Word for word, set down the records and skip each picture.

● ● ● ● ●

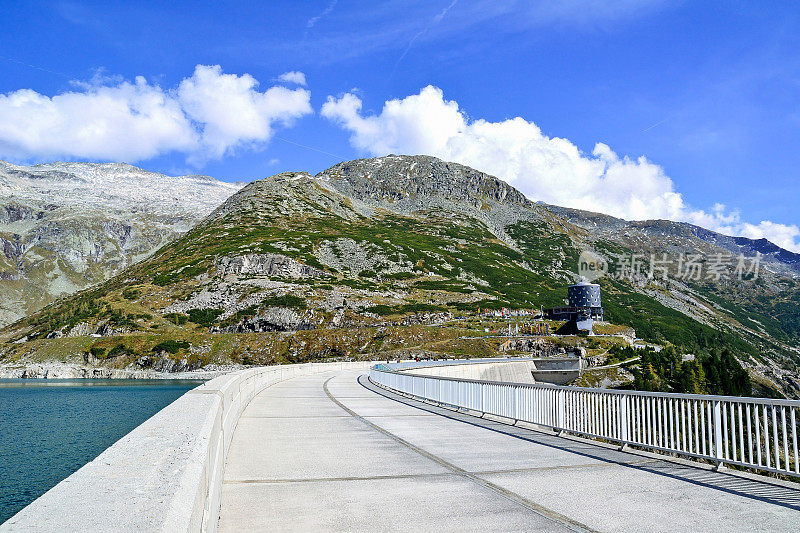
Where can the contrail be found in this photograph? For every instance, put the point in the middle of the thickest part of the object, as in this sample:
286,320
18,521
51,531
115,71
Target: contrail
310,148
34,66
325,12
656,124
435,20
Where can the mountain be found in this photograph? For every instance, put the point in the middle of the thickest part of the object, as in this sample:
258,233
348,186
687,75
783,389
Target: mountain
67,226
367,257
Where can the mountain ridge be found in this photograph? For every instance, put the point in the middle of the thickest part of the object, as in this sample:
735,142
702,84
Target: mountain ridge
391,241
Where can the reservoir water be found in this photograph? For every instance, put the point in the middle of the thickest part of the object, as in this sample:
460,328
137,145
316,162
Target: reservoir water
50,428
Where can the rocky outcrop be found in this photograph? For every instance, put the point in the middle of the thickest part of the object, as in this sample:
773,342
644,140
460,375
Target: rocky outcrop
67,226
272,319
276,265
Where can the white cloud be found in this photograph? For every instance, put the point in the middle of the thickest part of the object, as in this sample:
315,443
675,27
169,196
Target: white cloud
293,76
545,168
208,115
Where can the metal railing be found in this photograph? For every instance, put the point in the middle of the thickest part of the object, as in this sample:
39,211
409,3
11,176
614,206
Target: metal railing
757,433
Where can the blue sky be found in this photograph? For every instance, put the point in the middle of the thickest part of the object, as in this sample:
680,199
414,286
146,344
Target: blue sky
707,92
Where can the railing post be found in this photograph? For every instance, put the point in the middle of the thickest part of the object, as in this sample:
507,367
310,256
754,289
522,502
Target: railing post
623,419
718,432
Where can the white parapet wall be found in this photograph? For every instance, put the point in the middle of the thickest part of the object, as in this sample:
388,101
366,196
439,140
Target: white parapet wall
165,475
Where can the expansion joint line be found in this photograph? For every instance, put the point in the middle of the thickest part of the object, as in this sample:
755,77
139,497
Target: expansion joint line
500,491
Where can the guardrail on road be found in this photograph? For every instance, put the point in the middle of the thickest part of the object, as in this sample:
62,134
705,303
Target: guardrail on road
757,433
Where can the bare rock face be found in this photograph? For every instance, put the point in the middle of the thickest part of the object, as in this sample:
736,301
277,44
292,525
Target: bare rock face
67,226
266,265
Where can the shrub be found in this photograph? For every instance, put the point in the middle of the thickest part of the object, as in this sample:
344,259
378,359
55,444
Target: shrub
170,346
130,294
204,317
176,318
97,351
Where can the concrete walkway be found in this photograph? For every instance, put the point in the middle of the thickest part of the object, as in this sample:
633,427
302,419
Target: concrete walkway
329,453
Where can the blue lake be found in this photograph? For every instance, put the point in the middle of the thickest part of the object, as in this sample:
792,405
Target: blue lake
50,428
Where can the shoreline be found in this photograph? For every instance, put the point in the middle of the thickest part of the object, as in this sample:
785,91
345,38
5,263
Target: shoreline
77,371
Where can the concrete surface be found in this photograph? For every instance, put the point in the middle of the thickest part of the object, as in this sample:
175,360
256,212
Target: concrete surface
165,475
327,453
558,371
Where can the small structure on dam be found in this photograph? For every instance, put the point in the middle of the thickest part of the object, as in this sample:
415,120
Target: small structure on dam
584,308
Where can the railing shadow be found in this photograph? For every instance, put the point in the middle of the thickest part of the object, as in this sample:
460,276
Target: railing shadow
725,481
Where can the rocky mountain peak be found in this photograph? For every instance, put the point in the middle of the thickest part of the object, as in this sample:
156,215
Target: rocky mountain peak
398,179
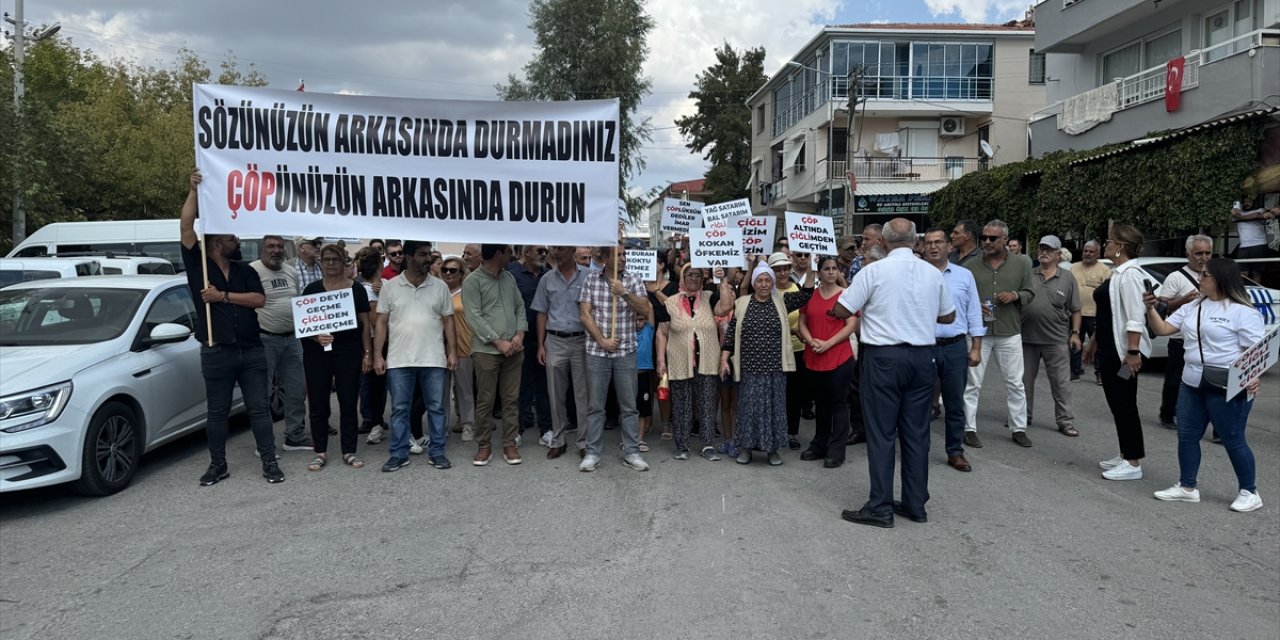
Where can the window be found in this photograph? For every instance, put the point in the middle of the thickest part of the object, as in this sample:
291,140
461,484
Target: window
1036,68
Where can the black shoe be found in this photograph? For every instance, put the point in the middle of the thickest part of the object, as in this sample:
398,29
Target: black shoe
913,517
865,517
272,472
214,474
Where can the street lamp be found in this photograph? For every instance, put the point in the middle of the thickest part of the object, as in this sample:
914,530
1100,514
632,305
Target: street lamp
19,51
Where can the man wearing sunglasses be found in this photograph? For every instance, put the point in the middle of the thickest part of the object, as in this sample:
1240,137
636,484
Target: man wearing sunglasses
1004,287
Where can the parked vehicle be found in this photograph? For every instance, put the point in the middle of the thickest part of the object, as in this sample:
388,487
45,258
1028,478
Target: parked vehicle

● ● ● ● ●

ANSWER TO THE TASK |
Where can the contrail be found in this photograph? For every instance, put the point in the middle of the thickest part of the object, as in this sample:
286,320
18,521
51,531
115,71
Target: contrail
310,148
34,66
325,12
656,124
435,20
Where can the mountain be found in this photograph? For every instance, put the point in the middle of the thickest part of the object, as in this sample:
258,233
348,186
687,75
783,389
Target: mountain
67,226
367,257
Where can the mountain ridge be found in this photograph? For every instance, put the point in the middle of the thickest part of the object, as in this sample:
735,142
702,84
Target: mountain ridge
391,241
Where can the reservoir water be found in this photograph? For every instance, put the point in the middle of the thickest part of the object, as in this sample:
460,328
137,145
316,162
Target: reservoir water
50,428
Where can the rocky outcrop be found in this photograph? For every instance, put the point in the middle of the thickest part of the object, as in this sample:
773,342
644,140
460,375
Target: rocky outcrop
67,226
272,319
276,265
Where can the white cloud be found in this photograph? For every instance, put the point in the middle of the thickest part of the object, as in this sample:
315,443
675,27
169,196
Target: white cloud
293,76
545,168
208,115
Where can the metal railing be found in this photograph? For every instance, put the point in the middle of the thickest part of the object, as in this sample:
39,211
409,3
11,176
614,206
Target: metal railing
757,433
Where can the blue sky be found in this photograph? For every instance, put the point in the middle of the thickest part of the object, as in this sample:
680,199
414,286
146,344
Target: blue sky
707,92
Where can the railing post be found in this photograph? For every instance, put the point in the middle of the thickest part of the object, as in this sample:
507,367
310,256
754,289
522,502
Target: railing post
623,419
718,432
Where can the white parapet wall be found in this photograph? For every instance, put the point in the middle of the thickest part of the object, as in this sample:
388,101
366,196
439,140
Target: white parapet wall
165,475
Where can the expansion joint line be found in this photograph? For every instance, put the point in the middle of the thickest part of the object, as in this sample:
755,77
139,497
Target: expansion joint line
500,491
Where can the guardrail on road be found in this photograph? For every instance, put the point in the middle of the thickest part of the object, as in this sample:
62,134
705,303
Target: guardrail on road
757,433
Where can the bare rock face be found in this photograph? For every instance, put the point in the middle of the thickest part of the object, as in this sample:
736,301
277,44
292,525
Target: bare rock face
67,226
266,265
Where can the shrub be found in this photograph? For every instance, put the point in the middle of the thickest part of the object, as in this sample:
344,259
378,359
55,444
Target: shrub
170,346
130,294
204,317
176,318
97,351
Where can the concrete walkway be found in this photograph? For every instance, put the point in the middle of the thickest part of the object, as in this sample:
633,427
302,419
Target: concrete walkway
329,453
Where can the blue lake be found in this photograph? For every instance, put the point in the middle of the thickest part of the object, as in this sample:
792,405
Target: blue lake
50,428
Where can the shoreline be found in this photograph? For every instance, put the point in the middle of the thickest part of the object, as in this sample:
785,91
345,38
5,263
Target: shoreline
77,371
Where can the concrete surface be found in this photograph? For every instance, put the point in the middle of the thickest part of the object, as in this sample:
175,360
256,212
Target: concrete surface
165,475
327,453
558,371
Where can the small structure on dam be found in this photograph? For every instance, put the point in the middle of the thickest part of the object, as in this sample:
415,120
Target: small structure on dam
584,308
Where can the railing shadow be found in this photograph? For every instance, put the point in the middle of the thickest part of the object, as in this sample:
460,276
Target: railing shadow
725,481
Where can the rocky mountain peak be found in this photograph? For every instance, put the point in the middle of the thickest part of the object, as in this sample:
156,215
Target: rocky mountain peak
398,179
Where can the window be found in this photograph? For every instance, put the point in the middle of the thickest part of the object, as in this sample:
291,140
461,484
Target: window
1036,68
Where can the black shoe be found in this photograph? For every instance, put the point in the middle of the thickest part of the object, as in this sample:
398,29
Target: black shoe
913,517
865,517
272,472
214,474
Where can the street lamp be found in this photograph? For every instance, put the point in the middle of the thickest part of the object, as in this sample:
914,530
1100,514
632,305
Target: street lamp
19,51
Where can the man wearing sunglasses be found in this photograph? For every instance, put the point in the middle of the thickest part of the object, as in this sample:
1240,137
636,484
Target: man wearing sunglasses
1004,287
Where can the parked vehicle be found in this photograph? For every instance, put the point in the middle of the thickest part of the object, as in this sample:
388,487
45,258
1028,478
Target: parked vehicle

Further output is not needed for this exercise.